## Extracted data
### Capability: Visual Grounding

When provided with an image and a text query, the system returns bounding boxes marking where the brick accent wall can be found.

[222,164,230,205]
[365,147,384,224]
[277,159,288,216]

## Written request
Reproduce every line of the records above, the request text included, and add 39 to each bounding-box coordinate.

## Answer for the task
### Capability: Visual Grounding

When provided with an image and a text query, the system returns bounding boxes marking where the brick accent wall can be found.

[261,203,269,244]
[404,186,423,263]
[316,198,327,255]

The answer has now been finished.